--- begin Document passage ---

And some of them have formed new glossy magazines with very good material in them.
And he will buy that up just to give them support.
That's an example.
Understood.
Does the Kremlin take, as far as you can tell, does the Kremlin take Steve Whitcoff seriously?
Oh, I'm sure they do.
They take him probably more seriously than they take Donald Trump.
I mean, Donald Trump is in front of a microphone saying some outrageous things every day and flip-flopping.
Steve Witkoff is not doing that.
He's quite consistent in his positions with respect to Russia, which are generally friendly and hopeful for a detente with Russia.
And he doesn't say that...
These peculiar things like Putin has to come to terms because the price of oil has gone down.
So in that sense, they take Witkoff much more seriously than they do Trump.
Here's President Trump on Meet the Press on Sunday with a rather...
Startling statement.
I wonder what your opinion is of the Kremlin's opinion of this.
Chris, cut number 10. Ukraine, there's been discussions they will have to give up some of the land.
Russia will have to give up all of Ukraine because that's what they want.
All of Ukraine, meaning they wouldn't keep any of the land that they've claimed?
Russia would have to give up all of Ukraine.
Because what Russia wants is all of Ukraine.
And if I didn't get involved, they would be fighting right now for all of Ukraine.
Russia doesn't want the strip that they have now.
Russia wants all of Ukraine.
And if it weren't me, they would keep going.
I don't think there's a scintilla of evidence that Russia wants all of Ukraine, but please, please weigh in.

--- end Document passage ---
--- begin Information provided ---

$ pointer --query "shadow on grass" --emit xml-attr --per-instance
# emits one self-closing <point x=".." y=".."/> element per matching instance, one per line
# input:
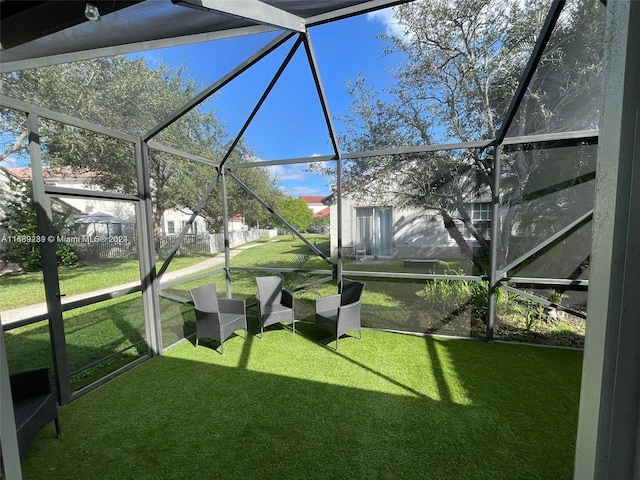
<point x="103" y="337"/>
<point x="282" y="408"/>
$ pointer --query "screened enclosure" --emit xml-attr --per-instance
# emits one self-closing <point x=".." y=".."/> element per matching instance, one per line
<point x="458" y="171"/>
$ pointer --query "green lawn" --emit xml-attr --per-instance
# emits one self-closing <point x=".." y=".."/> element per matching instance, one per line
<point x="114" y="329"/>
<point x="390" y="406"/>
<point x="28" y="288"/>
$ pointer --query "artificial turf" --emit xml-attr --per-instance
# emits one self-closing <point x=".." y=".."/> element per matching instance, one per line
<point x="285" y="407"/>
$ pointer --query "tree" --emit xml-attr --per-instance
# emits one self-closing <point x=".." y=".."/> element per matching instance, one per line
<point x="123" y="94"/>
<point x="296" y="212"/>
<point x="455" y="83"/>
<point x="18" y="229"/>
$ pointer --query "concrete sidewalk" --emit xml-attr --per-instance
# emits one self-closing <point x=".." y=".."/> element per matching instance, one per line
<point x="38" y="311"/>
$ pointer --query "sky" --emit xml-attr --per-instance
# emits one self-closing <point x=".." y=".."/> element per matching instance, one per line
<point x="290" y="124"/>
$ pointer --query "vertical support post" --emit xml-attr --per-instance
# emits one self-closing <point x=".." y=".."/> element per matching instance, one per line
<point x="225" y="229"/>
<point x="147" y="252"/>
<point x="608" y="441"/>
<point x="10" y="466"/>
<point x="495" y="243"/>
<point x="339" y="213"/>
<point x="44" y="220"/>
<point x="315" y="71"/>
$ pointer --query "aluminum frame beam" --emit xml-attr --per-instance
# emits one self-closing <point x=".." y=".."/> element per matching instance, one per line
<point x="10" y="468"/>
<point x="262" y="99"/>
<point x="251" y="10"/>
<point x="608" y="439"/>
<point x="352" y="11"/>
<point x="530" y="69"/>
<point x="205" y="94"/>
<point x="579" y="222"/>
<point x="49" y="264"/>
<point x="129" y="48"/>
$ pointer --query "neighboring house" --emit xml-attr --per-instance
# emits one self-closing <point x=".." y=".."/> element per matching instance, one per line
<point x="379" y="230"/>
<point x="314" y="202"/>
<point x="173" y="221"/>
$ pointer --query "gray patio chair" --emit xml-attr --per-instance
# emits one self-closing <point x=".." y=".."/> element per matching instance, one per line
<point x="276" y="304"/>
<point x="217" y="318"/>
<point x="340" y="314"/>
<point x="34" y="405"/>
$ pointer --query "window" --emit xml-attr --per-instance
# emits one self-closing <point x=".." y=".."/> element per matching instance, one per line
<point x="193" y="229"/>
<point x="480" y="214"/>
<point x="374" y="231"/>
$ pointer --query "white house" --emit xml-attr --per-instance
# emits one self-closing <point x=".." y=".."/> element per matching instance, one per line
<point x="374" y="229"/>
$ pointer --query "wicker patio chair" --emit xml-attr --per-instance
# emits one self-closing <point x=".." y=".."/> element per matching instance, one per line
<point x="276" y="304"/>
<point x="34" y="405"/>
<point x="217" y="318"/>
<point x="340" y="314"/>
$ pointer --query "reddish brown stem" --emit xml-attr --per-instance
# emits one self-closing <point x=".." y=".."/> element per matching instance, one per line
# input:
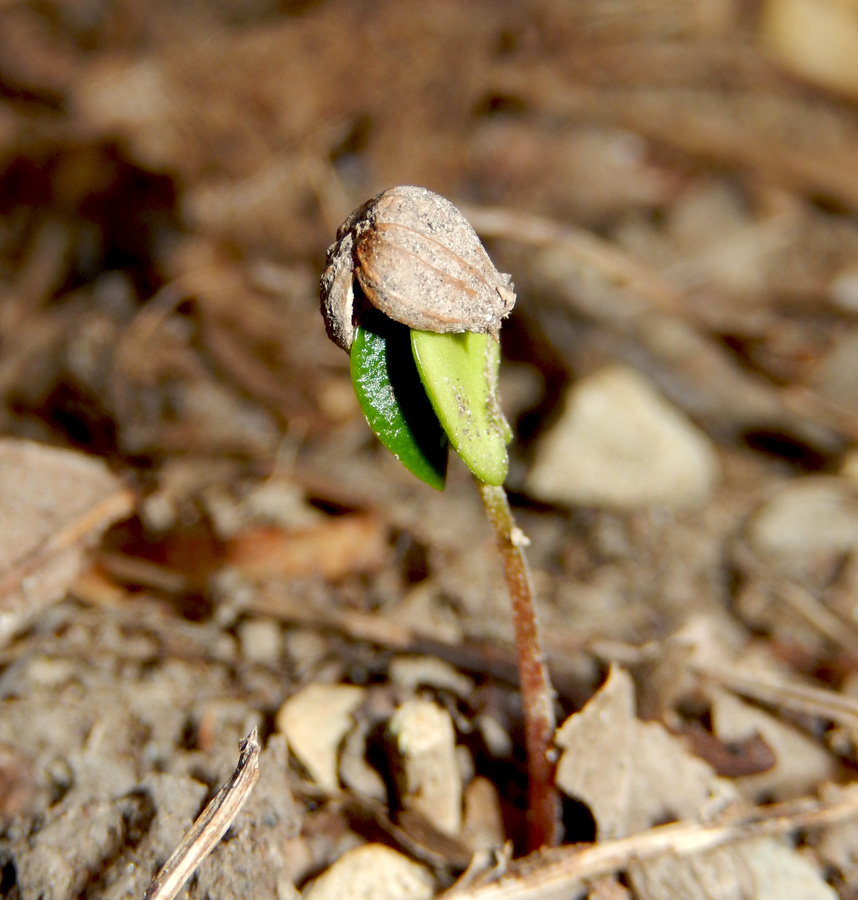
<point x="536" y="692"/>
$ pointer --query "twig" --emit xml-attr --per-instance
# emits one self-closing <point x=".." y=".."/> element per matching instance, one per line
<point x="559" y="872"/>
<point x="537" y="695"/>
<point x="210" y="826"/>
<point x="778" y="692"/>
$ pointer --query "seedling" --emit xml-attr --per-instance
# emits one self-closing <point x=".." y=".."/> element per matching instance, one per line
<point x="410" y="292"/>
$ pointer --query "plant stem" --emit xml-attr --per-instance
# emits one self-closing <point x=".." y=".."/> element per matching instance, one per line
<point x="536" y="693"/>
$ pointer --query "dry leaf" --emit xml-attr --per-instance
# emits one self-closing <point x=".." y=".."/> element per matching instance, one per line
<point x="54" y="502"/>
<point x="333" y="549"/>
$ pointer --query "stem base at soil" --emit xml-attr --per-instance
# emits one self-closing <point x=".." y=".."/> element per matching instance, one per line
<point x="536" y="693"/>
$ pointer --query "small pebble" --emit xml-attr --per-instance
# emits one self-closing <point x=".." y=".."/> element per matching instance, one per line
<point x="620" y="444"/>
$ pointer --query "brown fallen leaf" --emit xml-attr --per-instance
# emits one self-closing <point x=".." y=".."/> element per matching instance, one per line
<point x="336" y="548"/>
<point x="52" y="504"/>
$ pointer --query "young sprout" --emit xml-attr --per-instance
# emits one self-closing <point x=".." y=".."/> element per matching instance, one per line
<point x="410" y="292"/>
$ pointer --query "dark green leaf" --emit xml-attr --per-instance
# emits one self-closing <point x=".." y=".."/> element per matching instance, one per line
<point x="394" y="402"/>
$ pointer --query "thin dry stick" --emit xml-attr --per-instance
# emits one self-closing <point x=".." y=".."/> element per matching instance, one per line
<point x="537" y="695"/>
<point x="779" y="692"/>
<point x="562" y="872"/>
<point x="211" y="825"/>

--- end Information provided ---

§ Goals:
• A. In the interview transcript on the Kremlin and Ukraine, how are Witkoff's positions with respect to Russia described?
• B. Pick up the interview transcript on the Kremlin and Ukraine after its last line and continue it.
The material plays no part in this exercise.

§ Answers given:
• A. They are quite consistent and generally friendly, hopeful for a detente with Russia.

• B.
What does Vladimir Putin think when he sees that?
Well, I think he knows what Trump is doing.
He's certainly precipitous enough and certainly penetrating enough to see that Trump is setting up his listeners for the eventual ceding to Russia of all the territory that is taken.
And then he will claim that thanks to his intervention, they haven't taken all of Ukraine.
This is just a ploy.
The American people won't believe that.
There's not a scintilla of evidence that Putin wants all of Ukraine.
In fact, he said he doesn't.
The last thing he would want is to rule a country amidst guerrilla warfare.
Yeah, but the American public has been listening to Biden and company for the past four years, who are saying that Putin wants to take Poland to the Baltic as well.
So I think that if Trump is saying all he wants is all of Ukraine, it sounds rather modest.
So you don't think that statements like this seep their way into the Putin-Witkov negotiations?
I don't believe it all.
That's going on.
I still think that Witkoff is discussing with Putin many other things that are on the agenda should a genuine rapprochement with Russia take effect.
And I bet I mean what's going on in the Middle East and in other parts of the world, including the potential conflict between Pakistan and India, in which both America and Russia have stakes.
I wonder if President Putin is speaking to President Modi and to Modi's counterpart name escaping me.
I guess it would be the head of the army in Pakistan since Russia is close to both countries.
The last thing Russia wants is an India-Pakistani war.
Particularly one over behavior of some private individuals.
It wasn't even anything either of the governments did.
Well, I think that Putin is much closer to Modi than is appreciated in the West in general, in the United States in particular.
And I say that, I was just going over my materials.
I'm doing an editing of the galley proofs.
of my about-to-be-published book, War Diaries 2022-2023, and I just was reading over the remarks I made back in '22 on how important Modi was for Putin's decision to unleash the Special Military Operation.
All of our attention, all of my peers are talking about the essential contribution of Xi.
When he and Putin met the Olympics just before, a week before, the operation was unleashed.
Yes, of course, that was very important.
But three weeks before that, Putin had met with Modi.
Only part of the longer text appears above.